-- TEXTO FORNECIDO --
+-------+

Rio de Janeiro – Pisar num palco qualquer um pode. A questão é saber entrar e sair. “José Mayer é que dizia: ‘Rogéria é a rainha das entradas’”, conta hoje, aos 73 anos (52 de palco), a própria. Atriz, cantora, ator transformista? Rogéria pensa um pouco antes de dar a resposta final.
“Sou Rogéria, artista. Porque artista independe do sexo. Foi a Fernanda (Montenegro) que me disse isto.” Se não tivesse talento, não seria Rogéria. “Seria hoje um maquiador cuidando de mulheres. Não sou mulher, mas sou extremamente feminina nos detalhes.”
E todos (não, a maioria, pois ela soube bem o que deixar de fora) estão na biografia Rogéria – Uma mulher e mais um pouco, de Marcio Paschoal.
Vamos lá. Rogéria nasceu em 25 de maio de 1943 em Cantagalo, norte do Rio de Janeiro. Primogênito do casal Dídimo Acácio Pinto e Eloah Barroso, o bebê recebeu o nome do avô materno, Astolfo.
Ainda que as primeiras lembranças tenham sido contadas pela mãe, morta há cinco anos, prestes a completar 92, Paschoal relata as histórias de Rogéria (resultado de décadas de amizade e 30 horas de entrevista) com gosto. Astolfo tinha três, quatro anos quando andava pela casa da família com um pedaço de pano fazendo as vezes de cauda do vestido. Mas brincava com os meninos, e batia em quem o ameaçasse.
Sabia desde criança que não era como os outros. Apaixonou-se perdidamente aos 19 anos, quando viveu o grande amor de sua vida num casamento que durou três anos. A personalidade forte e o talento o levaram para os showbusiness. Na época, Astolfo, que já se vestia como queria, virou maquiador. No auge do Fla-Flu entre Emilinha Borba e Marlene, maquiou as duas.
O nome Astolfo já havia sido substituído por Rogério, menos formal. Rogerinho maquiou meio mundo. Da música, Dalva de Oliveira, Ângela Maria, Maysa, Elis Regina. Do teatro, Fernanda Montenegro, Sérgio Britto. Virou Rogéria no carnaval de 1964, ao participar de um concurso de fantasias.

+-------+

-- TAREFA PROPOSTA 1 --
Quais nomes da música o texto sobre Rogéria cita entre as pessoas maquiadas por Rogerinho? Liste todos.

Itens de rotulagem de limites

+-------+

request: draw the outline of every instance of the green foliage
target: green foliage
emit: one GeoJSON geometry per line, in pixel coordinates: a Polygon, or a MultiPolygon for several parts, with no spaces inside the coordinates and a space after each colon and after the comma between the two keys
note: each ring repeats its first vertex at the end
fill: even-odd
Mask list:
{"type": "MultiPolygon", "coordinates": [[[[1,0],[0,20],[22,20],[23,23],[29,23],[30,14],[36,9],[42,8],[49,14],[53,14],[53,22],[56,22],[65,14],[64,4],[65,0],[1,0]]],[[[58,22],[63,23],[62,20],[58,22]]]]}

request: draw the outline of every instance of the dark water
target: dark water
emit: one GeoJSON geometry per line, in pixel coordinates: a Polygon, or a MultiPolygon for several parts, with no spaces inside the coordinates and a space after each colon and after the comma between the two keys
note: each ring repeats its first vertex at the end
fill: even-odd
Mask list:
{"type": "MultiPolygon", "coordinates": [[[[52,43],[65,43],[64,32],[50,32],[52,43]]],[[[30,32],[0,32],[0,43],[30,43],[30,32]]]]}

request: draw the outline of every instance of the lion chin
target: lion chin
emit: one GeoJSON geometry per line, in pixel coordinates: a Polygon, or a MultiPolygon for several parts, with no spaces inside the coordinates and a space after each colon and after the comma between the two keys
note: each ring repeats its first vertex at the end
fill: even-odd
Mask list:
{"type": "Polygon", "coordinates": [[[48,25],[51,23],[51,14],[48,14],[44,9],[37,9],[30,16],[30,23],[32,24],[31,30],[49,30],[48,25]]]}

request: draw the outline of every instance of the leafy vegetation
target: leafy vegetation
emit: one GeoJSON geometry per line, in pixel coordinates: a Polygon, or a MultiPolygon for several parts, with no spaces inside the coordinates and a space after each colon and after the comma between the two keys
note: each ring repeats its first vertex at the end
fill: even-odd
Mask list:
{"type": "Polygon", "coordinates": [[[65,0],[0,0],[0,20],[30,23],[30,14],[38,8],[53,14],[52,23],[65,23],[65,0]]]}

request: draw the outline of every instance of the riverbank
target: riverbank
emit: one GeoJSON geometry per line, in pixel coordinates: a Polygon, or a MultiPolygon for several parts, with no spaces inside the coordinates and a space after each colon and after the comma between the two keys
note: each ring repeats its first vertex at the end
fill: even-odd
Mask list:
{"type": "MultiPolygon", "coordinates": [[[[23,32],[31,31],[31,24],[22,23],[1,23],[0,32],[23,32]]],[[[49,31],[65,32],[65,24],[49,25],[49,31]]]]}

+-------+

-- TAREFA PROPOSTA 2 --
Transcreva como lista numerada as linhas das entradas, começando na que contém "request: draw the outline of every instance of the riverbank" e terminando no fim das entradas. Omita as linhas em branco.

-- RESPOSTA CORRETA 1 --
- Dalva de Oliveira
- Ângela Maria
- Maysa
- Elis Regina

-- RESPOSTA CORRETA 2 --
1. request: draw the outline of every instance of the riverbank
2. target: riverbank
3. emit: one GeoJSON geometry per line, in pixel coordinates: a Polygon, or a MultiPolygon for several parts, with no spaces inside the coordinates and a space after each colon and after the comma between the two keys
4. note: each ring repeats its first vertex at the end
5. fill: even-odd
6. Mask list:
7. {"type": "MultiPolygon", "coordinates": [[[[23,32],[31,31],[31,24],[22,23],[1,23],[0,32],[23,32]]],[[[49,31],[65,32],[65,24],[49,25],[49,31]]]]}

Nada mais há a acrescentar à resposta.